Task prompt:
Which lines below contain the word "oven"? Copy each of them.

Items from a dataset
□ □ □ □ □
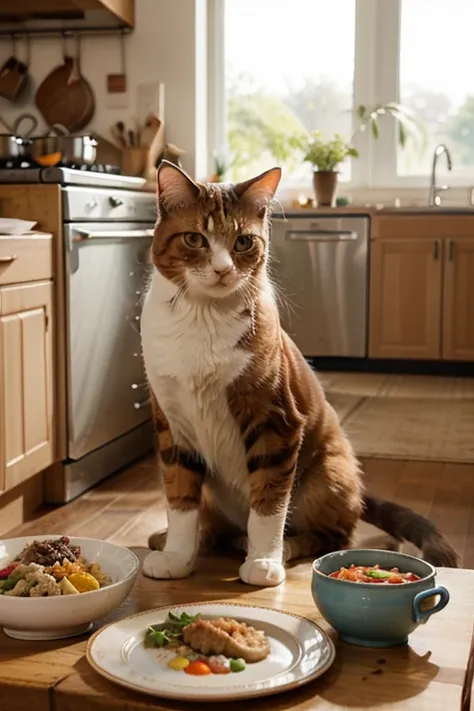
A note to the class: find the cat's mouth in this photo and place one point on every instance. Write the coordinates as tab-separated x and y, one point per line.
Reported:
216	288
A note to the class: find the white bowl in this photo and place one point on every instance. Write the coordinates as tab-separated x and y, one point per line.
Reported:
64	616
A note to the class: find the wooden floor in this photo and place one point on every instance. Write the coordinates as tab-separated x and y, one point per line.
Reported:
128	506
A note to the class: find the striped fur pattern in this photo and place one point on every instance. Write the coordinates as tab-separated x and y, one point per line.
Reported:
253	455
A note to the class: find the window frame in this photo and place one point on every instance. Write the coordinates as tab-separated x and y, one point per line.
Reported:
376	80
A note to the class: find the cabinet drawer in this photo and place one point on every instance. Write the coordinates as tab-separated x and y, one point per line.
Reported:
25	258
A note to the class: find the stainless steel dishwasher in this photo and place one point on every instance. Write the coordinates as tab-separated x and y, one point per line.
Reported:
321	266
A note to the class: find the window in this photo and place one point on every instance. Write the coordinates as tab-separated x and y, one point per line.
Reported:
290	65
435	81
284	74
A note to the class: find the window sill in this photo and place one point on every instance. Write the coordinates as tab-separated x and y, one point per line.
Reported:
396	196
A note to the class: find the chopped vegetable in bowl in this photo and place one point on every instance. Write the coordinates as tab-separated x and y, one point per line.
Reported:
51	568
373	574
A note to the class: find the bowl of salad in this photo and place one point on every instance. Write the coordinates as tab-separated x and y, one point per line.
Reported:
56	586
376	598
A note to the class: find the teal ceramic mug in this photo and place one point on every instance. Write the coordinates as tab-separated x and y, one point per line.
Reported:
376	615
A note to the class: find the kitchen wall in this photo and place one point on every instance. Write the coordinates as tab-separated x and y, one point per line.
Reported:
164	46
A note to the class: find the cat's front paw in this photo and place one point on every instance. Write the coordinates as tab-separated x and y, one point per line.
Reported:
262	572
161	565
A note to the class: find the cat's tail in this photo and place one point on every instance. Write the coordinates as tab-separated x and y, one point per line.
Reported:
403	524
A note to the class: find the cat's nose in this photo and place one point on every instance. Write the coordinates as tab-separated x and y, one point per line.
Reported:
223	269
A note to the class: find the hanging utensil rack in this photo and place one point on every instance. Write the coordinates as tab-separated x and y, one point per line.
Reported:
70	32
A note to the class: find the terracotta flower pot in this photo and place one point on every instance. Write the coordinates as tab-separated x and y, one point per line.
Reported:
325	185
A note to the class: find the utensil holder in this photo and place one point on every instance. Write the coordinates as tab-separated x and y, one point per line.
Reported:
134	161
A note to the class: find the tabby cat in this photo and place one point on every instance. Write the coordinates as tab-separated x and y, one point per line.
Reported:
253	456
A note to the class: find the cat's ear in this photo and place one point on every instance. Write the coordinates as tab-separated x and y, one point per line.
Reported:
260	190
174	189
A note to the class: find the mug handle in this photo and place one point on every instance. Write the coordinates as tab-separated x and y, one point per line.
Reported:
423	615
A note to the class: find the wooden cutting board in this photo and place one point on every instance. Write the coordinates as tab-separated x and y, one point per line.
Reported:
66	97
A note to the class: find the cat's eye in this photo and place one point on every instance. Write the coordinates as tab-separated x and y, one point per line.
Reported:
194	240
243	243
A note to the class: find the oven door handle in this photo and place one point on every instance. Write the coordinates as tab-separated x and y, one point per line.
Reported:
113	234
321	235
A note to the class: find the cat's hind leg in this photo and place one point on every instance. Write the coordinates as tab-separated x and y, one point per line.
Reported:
183	476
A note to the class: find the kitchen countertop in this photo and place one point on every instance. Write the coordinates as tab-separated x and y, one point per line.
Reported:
426	675
372	210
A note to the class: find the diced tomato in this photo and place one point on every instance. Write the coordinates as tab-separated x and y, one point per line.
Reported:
197	668
218	666
395	580
6	571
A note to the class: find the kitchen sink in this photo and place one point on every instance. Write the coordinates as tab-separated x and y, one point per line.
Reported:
428	209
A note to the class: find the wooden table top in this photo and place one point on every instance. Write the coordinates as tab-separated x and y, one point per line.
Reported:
426	675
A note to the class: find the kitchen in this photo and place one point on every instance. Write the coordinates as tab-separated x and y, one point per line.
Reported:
388	267
372	256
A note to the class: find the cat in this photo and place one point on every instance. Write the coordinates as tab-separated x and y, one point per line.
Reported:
253	456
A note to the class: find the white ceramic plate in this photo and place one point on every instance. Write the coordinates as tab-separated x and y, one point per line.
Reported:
300	652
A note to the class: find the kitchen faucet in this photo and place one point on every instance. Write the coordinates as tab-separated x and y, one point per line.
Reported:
435	199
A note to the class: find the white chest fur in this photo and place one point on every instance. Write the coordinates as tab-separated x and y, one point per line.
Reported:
190	358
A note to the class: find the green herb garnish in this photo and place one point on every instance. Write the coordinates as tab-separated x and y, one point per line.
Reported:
171	630
380	574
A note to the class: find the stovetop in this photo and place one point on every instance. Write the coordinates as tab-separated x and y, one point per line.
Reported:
103	176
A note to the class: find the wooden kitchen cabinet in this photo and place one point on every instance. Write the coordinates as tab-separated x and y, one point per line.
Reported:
405	298
458	301
26	365
422	287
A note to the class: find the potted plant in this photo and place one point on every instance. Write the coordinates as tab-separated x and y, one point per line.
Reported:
325	156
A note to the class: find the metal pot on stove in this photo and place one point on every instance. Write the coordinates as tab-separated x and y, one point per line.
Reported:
15	143
57	145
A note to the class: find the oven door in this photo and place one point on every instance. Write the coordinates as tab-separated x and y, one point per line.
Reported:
106	265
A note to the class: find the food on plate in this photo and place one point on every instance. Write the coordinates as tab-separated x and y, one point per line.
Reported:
228	637
200	646
51	568
373	574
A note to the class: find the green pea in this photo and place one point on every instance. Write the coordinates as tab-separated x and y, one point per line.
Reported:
237	665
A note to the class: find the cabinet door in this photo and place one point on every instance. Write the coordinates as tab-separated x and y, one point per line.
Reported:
26	382
405	298
458	322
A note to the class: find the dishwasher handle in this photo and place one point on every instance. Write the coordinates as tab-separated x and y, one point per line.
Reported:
113	234
321	235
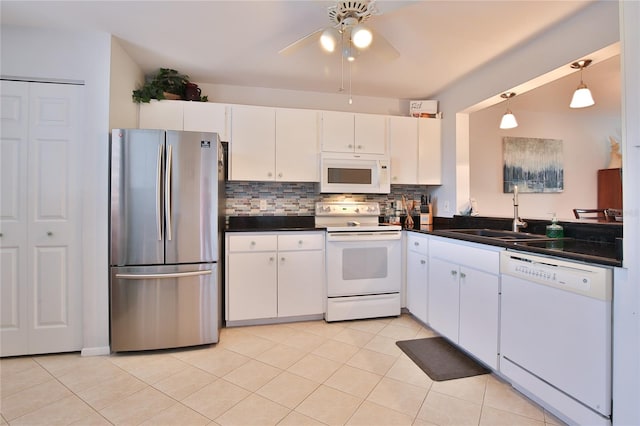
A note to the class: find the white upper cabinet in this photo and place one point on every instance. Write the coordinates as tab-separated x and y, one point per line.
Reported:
252	150
297	145
167	115
274	144
370	134
183	115
403	141
206	117
429	151
359	133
□ □ □ □ □
Solution for this task:
A note to the class: find the oven door handle in this photo and place one point on every instance. Write the coordinates as tab-separated x and y, one point per line.
A note to the class: find the oven door in this photo and place one point on every instance. Write the coordinates as tab-separated x and y, one point per line.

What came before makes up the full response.